■ **Your objective**:
Condense the paragraph beginning "Born Elena Ivanovna Diakonova" in the passage about Gala Dalí below into a short bulleted list of its main facts.

■ **Supplied text**:
* * * * * * * * *

As one of the most iconic images of surrealism, Dalí’s painting epitomises the cultural movement’s emphasis on the subconscious, dreams and desire. It also demonstrates the surrealists’ obsession with, and reliance on, the female muse. While the movement’s male artists have been much critiqued for fragmenting and fetishising women’s bodies, which they treated as sites of erotic desire, they also celebrated the irrationality of great romantic love, seeking out and taking inspiration from real-life partners, many of whom were also artists.

Among the most significant romantic muses of surrealism, and asleep in Dalí’s painting, is Gala Dalí. Today, she has been overlooked, misrepresented and even defamed within many art historical narratives, in which she has been referred to as a ‘demonic dominatrix’, and cast as a money-grabbing monster. But, if we awaken Gala, will we find that such accusations and insults are well-deserved? Why did she gain such an awful reputation? What was the real role she played as a romantic muse in the life of those artists she inspired?

Born Elena Ivanovna Diakonova to a family of Russian intellectuals in 1895, Gala was given her nickname by the poet Paul Éluard, whom she met in a Swiss sanatorium where they were both recovering from tuberculosis as teenagers. Aged seventeen, Gala was a strong-minded and independent young woman and, following her engagement to Éluard, she moved away from her family to Paris to embark on a new life with him and their daughter, who was born shortly afterwards.

Early on, Gala inspired her husband to write numerous love poems, including ‘Woman in Love’ and ‘The Curve of Your Eyes’, with which he built his reputation as a writer. Far from simply existing as the subject matter of her husband’s work, she also acted as a critic and champion, and even wrote the preface to one of his earliest books, Dialogue des inutiles (1914): ‘Do not be shocked that a woman – or rather, a stranger – is presenting this little volume to the reader,’ she declared, albeit under a pseudonym. ‘She decided to play an invisible role even if that role was important,’ explains the art historian and curator Estrella de Diego.

As a founding member of surrealism, Éluard introduced his magnetic wife to artists in the group, encouraging partnerships – both artistic and romantic – between her and other surrealists. Fully immersing herself in the movement, Gala soon became a significant subject in the work of Man Ray as well as Max Ernst, with whom the couple lived in a ménage à trois for three years. In his closely cropped oil painting Gala Éluard (1924) Ernst, who worked collaboratively from a photograph by Man Ray, has depicted Gala’s wide brown eyes framed with dark lashes, above which strange objects seem to unfurl from her mind.

* * * * * * * * *

■ **Dataset excerpt**:

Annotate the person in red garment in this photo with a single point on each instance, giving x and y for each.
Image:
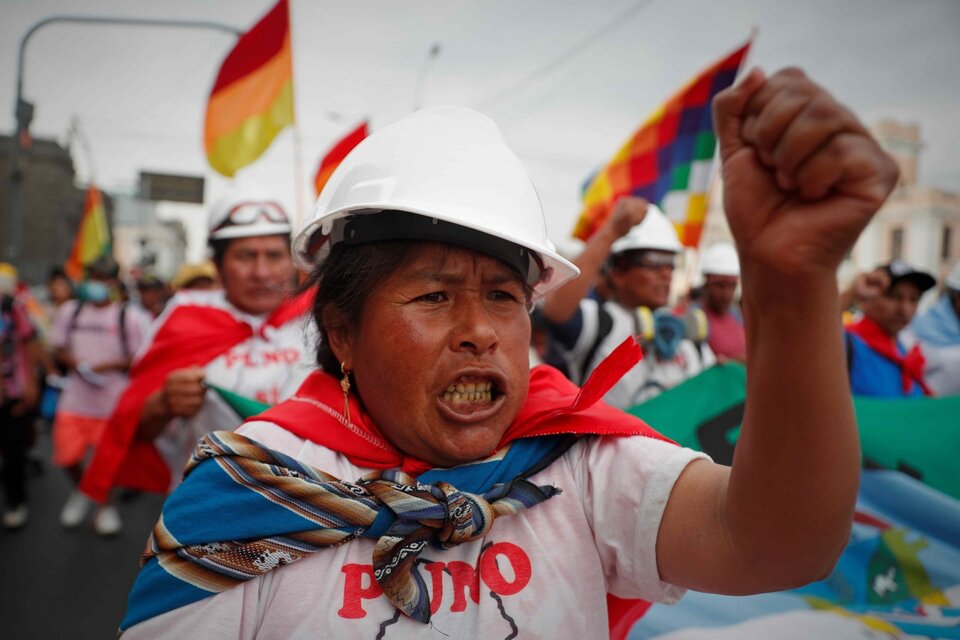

* * * * * * * * *

■ **Written answer**:
- Born Elena Ivanovna Diakonova in 1895 to a family of Russian intellectuals
- Given the nickname "Gala" by the poet Paul Éluard
- Met Éluard as a teenager in a Swiss sanatorium, where both were recovering from tuberculosis
- Was a strong-minded, independent young woman at seventeen
- After her engagement to Éluard, left her family for Paris to start a new life with him and their daughter, who was born shortly afterwards